> TASK SET:
[1] Say whether each statement agrees with the article on garden greens. Answer yes or no, and quote the deciding words of the article. (a) The grass clusters are cut back in the fall. (b) The pennisetums are treated as annuals. (c) Rugosa roses are free of pests.
[2] Reproduce the article on garden greens word for word, everything from "There’s an old" down to "of the border.".

> STUDY TEXT:
################
Greens for backgrounds just as important as brilliant blooms
The gardeners among us are looking forward to the blooms and colors of spring and summer. As beautiful as the flowers are, they shine more if a constant background with some neutrality helps set them off.
In my own garden I achieve this with grasses, sedges, shrubs, ferns and the foliage of spent blooms. It’s so much more inviting to set off a beautiful bloom against a fresh green plant.
I love a cluster of grasses through the many seasons — fresh spring growth, tall waving summer plumes, crisp fall straw-like stems. I leave the cutting back of grass clusters until spring to allow insects and small wildlife to nest, protected, in winter. They need to be cut back before the new green growth starts to appear but not too early so as not to disturb living things. I have often interrupted the slumber of solitary bees and toads with my garden clean-up.
There’s an old rhyme which will help you determine what your clump of greenery is. It goes like this: “Sedges have edges, rushes are round. Grasses have nodes all the way to the ground.”
One of my favorite ornamental grasses is call Miscanthus silver feather and it makes a sizeable clump without any encouragement. Growing to 5 feet or so it waves in the breezes and adds another shape to the garden scheme. Definitely back of the border.
There is a variegated form as well but I find it difficult to control. The upright but shorter Calamagrostis Karl Foerster gives a sturdier, rigid appearance. Fescues tend to be small and are useful as edgers. The blue fescue is charming and makes a low clump.
Chasmanthium also known as northern sea oats has a truly interesting seedhead. At the top of nodding stems are flat russet sea oats. This can be an interesting focal point in your beds.
The pennisetums are mid-sized in height and I especially like the rubrum which has burgundy highlights. The seedheads on this variety are soft like bunny tails with arching stems. The pennisetums are treated as annuals here.
My garden has so many different ferns. A few are native and some not but all are reliable and useful as fillers. The anthurium or lady fern is soft and delicate, easy to propagate. Cinnamon fern sends up a stiff brown seedhead as the season moves along. Osmunda cinnamomea produces a lovely vase-shaped clump. I love the native adiantums. They look different than the stereotypical fern shape but spread out on wiry stems in the woodland. Matteuccia or ostrich ferns can grow quite large and seem to like wet places most. They are the same ones we harvest for the spring treat of fiddleheads.
The Japanese painted ferns add color themselves in cream, burgundy and green shades. Some are very pale with the cream dominating and others highlight the red tones. They are hardy and spread easily. There are so many sports of this type of fern. I find I need to edit aggressive ferns but this is not a difficult chore as they come up easily. And don’t forget the many varieties of hostas whose leaves stay fresh till frost.
Among the foliage plants which also bloom for a short time are peonies, kalmias, iris and roses. I especially like peony foliage which is clean and fresh all summer and rarely has pests or disease. The iris are accent points with their spears reaching skyward and a cooler green shade. Kalmias or mountain laurel has shiny clean foliage after the blooms fade. They add another interesting height to the design as well. Rugosa roses have bright green leaves but are loved by Japanese beetles.
As these foliage additions grow, they help to disguise the maturing foliage of spring ephemerals which must remain to nurture bulbs and roots. You’ll find the various forms and shades of these background plants can be as lovely as the colorful blooms. You can appreciate designs and the nuances they offer. So, when you are shopping for bedding plants don’t overlook the very useful greens that are as important as the flowers we are drawn to.
################
> INFORMATION SHOWN:

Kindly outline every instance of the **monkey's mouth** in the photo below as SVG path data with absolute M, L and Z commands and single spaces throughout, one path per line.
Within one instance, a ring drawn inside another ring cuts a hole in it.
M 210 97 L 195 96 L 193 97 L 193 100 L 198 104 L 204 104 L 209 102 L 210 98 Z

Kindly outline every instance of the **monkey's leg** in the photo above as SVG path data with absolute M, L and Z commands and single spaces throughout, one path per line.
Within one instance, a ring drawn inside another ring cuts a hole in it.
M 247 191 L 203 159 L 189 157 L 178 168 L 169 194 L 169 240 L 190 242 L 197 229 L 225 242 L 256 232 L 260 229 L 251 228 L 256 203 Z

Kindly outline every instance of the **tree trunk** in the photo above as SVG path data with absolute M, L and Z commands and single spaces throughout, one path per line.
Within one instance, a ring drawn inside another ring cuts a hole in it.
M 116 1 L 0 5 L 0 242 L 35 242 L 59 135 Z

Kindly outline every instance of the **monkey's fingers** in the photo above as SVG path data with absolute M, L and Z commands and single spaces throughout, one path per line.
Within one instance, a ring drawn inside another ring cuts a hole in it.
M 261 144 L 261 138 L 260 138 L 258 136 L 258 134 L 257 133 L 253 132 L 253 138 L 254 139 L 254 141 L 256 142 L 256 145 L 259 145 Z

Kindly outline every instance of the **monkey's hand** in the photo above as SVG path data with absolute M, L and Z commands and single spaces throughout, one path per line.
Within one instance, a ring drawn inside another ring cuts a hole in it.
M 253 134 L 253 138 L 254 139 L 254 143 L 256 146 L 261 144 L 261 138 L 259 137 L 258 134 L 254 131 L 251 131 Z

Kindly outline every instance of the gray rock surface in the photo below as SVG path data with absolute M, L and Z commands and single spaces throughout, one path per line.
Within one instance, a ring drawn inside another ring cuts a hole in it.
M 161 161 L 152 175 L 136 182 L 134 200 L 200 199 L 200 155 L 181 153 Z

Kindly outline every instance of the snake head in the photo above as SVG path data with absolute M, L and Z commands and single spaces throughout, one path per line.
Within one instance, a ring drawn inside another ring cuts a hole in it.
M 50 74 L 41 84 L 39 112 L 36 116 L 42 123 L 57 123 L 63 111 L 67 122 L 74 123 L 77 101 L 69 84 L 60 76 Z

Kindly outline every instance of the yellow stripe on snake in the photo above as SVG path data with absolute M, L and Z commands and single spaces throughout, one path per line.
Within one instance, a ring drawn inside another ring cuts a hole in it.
################
> RESULTS BY TASK:
[1]
(a) No: "I leave the cutting back of grass clusters until spring"
(b) Yes: "The pennisetums are treated as annuals here."
(c) No: "Rugosa roses have bright green leaves but are loved by Japanese beetles."

[2]
There’s an old rhyme which will help you determine what your clump of greenery is. It goes like this: “Sedges have edges, rushes are round. Grasses have nodes all the way to the ground.”
One of my favorite ornamental grasses is call Miscanthus silver feather and it makes a sizeable clump without any encouragement. Growing to 5 feet or so it waves in the breezes and adds another shape to the garden scheme. Definitely back of the border.